Stored data entries:
┄┄┄┄┄┄┄┄┄┄
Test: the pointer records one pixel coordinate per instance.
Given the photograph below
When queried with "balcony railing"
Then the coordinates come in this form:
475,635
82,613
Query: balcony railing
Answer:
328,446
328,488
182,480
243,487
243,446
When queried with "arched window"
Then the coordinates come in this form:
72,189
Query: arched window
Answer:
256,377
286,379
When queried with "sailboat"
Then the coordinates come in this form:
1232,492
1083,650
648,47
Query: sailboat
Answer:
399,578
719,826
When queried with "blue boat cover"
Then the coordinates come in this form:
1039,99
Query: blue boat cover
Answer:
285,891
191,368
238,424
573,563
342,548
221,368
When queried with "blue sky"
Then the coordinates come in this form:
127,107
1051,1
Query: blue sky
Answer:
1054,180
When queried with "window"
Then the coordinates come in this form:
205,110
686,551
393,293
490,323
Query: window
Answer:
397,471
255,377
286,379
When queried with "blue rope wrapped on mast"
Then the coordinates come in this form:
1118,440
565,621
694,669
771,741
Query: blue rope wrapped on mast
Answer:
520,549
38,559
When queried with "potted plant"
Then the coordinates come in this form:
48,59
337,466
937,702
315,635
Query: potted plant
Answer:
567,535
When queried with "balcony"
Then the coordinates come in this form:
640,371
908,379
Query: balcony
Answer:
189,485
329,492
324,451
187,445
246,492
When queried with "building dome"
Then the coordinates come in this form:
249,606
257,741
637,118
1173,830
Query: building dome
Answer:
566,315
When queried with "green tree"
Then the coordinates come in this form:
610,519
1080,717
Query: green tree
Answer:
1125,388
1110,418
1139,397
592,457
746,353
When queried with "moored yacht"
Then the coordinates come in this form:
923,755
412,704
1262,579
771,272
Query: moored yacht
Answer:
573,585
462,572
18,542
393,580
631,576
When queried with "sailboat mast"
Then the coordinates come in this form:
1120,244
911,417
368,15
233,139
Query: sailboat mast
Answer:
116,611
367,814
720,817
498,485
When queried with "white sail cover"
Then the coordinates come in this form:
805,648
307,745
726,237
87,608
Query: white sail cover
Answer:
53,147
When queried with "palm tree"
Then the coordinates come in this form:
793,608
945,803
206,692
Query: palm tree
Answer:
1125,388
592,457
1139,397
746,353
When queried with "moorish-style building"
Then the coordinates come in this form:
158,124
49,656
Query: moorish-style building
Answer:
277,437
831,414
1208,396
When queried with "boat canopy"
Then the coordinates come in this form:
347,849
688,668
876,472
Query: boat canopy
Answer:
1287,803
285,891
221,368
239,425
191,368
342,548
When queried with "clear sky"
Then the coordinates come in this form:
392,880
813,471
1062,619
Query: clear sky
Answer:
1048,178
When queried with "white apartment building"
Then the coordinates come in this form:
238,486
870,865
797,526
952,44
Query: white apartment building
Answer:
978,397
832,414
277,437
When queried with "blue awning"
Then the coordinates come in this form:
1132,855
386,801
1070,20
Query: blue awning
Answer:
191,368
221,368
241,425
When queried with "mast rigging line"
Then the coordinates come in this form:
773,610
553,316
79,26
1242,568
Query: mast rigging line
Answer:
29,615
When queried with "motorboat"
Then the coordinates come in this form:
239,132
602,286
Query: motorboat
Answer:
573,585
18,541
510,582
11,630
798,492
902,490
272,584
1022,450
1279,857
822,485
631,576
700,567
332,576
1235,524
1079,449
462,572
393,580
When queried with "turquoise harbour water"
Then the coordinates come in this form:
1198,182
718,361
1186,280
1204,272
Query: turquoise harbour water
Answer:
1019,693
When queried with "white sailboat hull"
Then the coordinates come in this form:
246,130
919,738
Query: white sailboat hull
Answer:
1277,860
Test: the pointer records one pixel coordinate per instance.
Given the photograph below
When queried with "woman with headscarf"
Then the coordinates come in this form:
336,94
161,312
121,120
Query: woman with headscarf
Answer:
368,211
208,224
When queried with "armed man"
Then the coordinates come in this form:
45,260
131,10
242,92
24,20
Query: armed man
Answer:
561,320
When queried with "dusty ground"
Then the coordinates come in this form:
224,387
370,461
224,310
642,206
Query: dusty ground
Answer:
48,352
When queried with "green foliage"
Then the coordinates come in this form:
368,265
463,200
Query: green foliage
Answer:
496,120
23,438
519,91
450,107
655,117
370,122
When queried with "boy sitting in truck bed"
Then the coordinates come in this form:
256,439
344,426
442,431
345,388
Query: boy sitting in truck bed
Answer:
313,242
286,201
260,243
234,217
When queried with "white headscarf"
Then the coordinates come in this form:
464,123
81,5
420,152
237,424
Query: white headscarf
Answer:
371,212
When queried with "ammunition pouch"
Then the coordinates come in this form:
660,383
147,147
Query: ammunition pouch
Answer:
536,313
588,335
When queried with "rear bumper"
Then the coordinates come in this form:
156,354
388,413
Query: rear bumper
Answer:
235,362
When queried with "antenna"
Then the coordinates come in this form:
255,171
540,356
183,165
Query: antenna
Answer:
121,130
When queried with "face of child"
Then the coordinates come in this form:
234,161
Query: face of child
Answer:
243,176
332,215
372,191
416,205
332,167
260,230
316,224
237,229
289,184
┄┄┄┄┄┄┄┄┄┄
• [Task requirements]: Each record above is to be reproduced exactly, in full.

• [Exercise result]:
Test: the pointer records one pixel coordinate per instance.
Given the photograph below
When queried with "balcony railing"
Then the coordinates come in this form:
475,635
82,613
Query: balcony railing
Answer:
328,446
328,488
182,480
243,487
243,446
When queried with "arched window"
Then the coordinates come in this form:
72,189
Query: arched window
Answer:
256,377
286,379
When queried with "sailboat"
Then the coordinates come in this form:
1232,492
1083,650
648,47
Query: sailboat
Answer:
399,578
719,826
When queried with "blue boat cover"
Then the coordinates come in this form:
1039,99
Query: blue boat cover
Answer:
285,891
191,368
238,424
573,563
342,548
221,368
When queried with "blue sky"
Then the coordinates come in this form:
127,107
1051,1
Query: blue sky
Answer:
1054,180
When queried with "window"
Then the coordinates come in this form:
205,110
686,551
393,293
490,323
Query: window
Answer:
397,471
255,377
286,379
When queried with "blue rope wrapped on mast"
Then the coordinates come in this form:
1118,440
565,621
694,669
771,741
Query: blue rope wrapped on mast
Answer:
520,549
38,559
When queried with "potted plant"
Then the coordinates come in this form:
48,59
337,466
937,702
315,635
Query: potted plant
Answer:
567,535
When queried with "balcony"
Then the coordinates come in this form:
640,371
908,379
Query: balcony
Answer:
189,485
329,492
324,451
187,445
246,492
When queried with "building dome"
Then the coordinates come in this form:
249,606
257,741
637,118
1173,830
Query: building dome
Answer:
566,315
When queried with "green tree"
Then the coordinates come in this form:
610,519
1080,717
Query: green tree
Answer:
1125,388
1110,418
1139,397
592,457
746,353
When queried with "moored yacht"
Then the coordinates come in this form:
923,755
412,704
1262,579
771,272
Query: moored yacht
Answer:
573,585
462,572
18,542
393,580
631,576
When queried with "sailboat mast"
Then the coordinates come in this form:
1120,244
911,417
368,15
233,139
Query: sailboat mast
Answer:
116,611
367,814
720,817
498,485
When queried with "white sail cover"
Then the coordinates come in this form:
805,648
307,745
726,237
87,608
Query: white sail cover
Answer:
53,147
When queried with "palm tree"
Then the coordinates come in this form:
793,608
945,803
206,692
Query: palm tree
Answer:
1125,388
592,457
1139,397
746,353
When queried with "moorish-style building"
Then the coordinates come in this form:
158,124
49,656
Query: moorish-style building
Answer:
277,437
831,414
1208,396
When queried with "boat canopy"
Then the coordinates come in this form:
347,849
688,668
876,472
Query: boat canopy
Answer:
1287,803
285,891
221,368
239,425
191,368
342,548
When queried with "clear sky"
Then the coordinates come in this form:
392,880
813,471
1062,619
Query: clear sky
Answer:
1048,178
When queried with "white apartment building"
Then the coordinates come in this form:
238,486
870,865
797,526
952,44
Query: white apartment building
Answer:
978,397
832,414
277,437
When queried with "blue awning"
Then the coordinates come in this form:
1132,855
386,801
1070,20
Query: blue awning
Answer:
191,368
221,368
241,425
When queried with "mast rigging line"
Then the coordinates come in this form:
773,610
553,316
79,26
1242,568
Query: mast rigging line
Answer:
29,615
When queried with "motorboat"
Then the coordinates come in this form:
239,132
602,286
Query: motorboat
Answer:
573,585
18,541
510,582
11,630
798,492
902,490
272,584
1022,450
1279,857
822,485
631,576
700,567
332,576
1235,524
1079,449
462,572
393,580
When queried with "turquoise harbour water"
Then the coordinates come in this form:
1198,182
718,361
1186,280
1204,272
Query: turquoise harbour water
Answer:
1019,693
When queried with "white sailboat hull"
Then the coordinates come in this form:
246,130
919,738
Query: white sailboat hull
Answer:
1277,860
Test: the pointer records one pixel coordinate per instance.
Given the photograph below
When queried with "woman with headscarf"
Then the coordinates come in this form:
336,94
161,312
121,120
Query: woman with headscarf
Answer:
368,211
208,224
When queried with "armed man"
Then the coordinates come in this form:
45,260
131,10
242,92
24,20
Query: armed man
Answer:
561,320
When queried with "dusty ground"
Then the coordinates come in this form:
224,387
370,461
224,310
642,206
Query: dusty ground
Answer:
48,352
When queried with "green foliage"
Then the coordinates come in this form:
368,265
463,200
Query: green foliage
Answer:
496,120
23,438
519,91
450,107
655,117
370,122
When queried with "boy sitting in truck bed"
Then the coordinates come in this form:
256,439
344,426
442,431
345,388
Query: boy sitting in truck bed
Answer:
313,242
286,201
260,243
234,217
When queried with "white headscarf"
Then the coordinates come in this form:
464,123
81,5
420,152
237,424
Query: white headscarf
Answer:
371,212
When queried with "ammunition pouch"
Then the coordinates come in this form:
660,383
147,147
Query: ammunition pouch
Answer:
536,313
588,335
When queried with "rear bumper"
Then the coordinates come in this form:
156,354
388,413
Query: rear bumper
Answer:
235,362
When queried with "antenna"
Then the coordinates come in this form:
255,171
540,356
183,165
Query: antenna
Answer:
121,130
When queried with "face of child"
Then the coordinates come in this form:
234,161
Query: face of child
Answer:
243,176
332,215
372,191
416,205
332,167
260,230
316,224
237,229
289,184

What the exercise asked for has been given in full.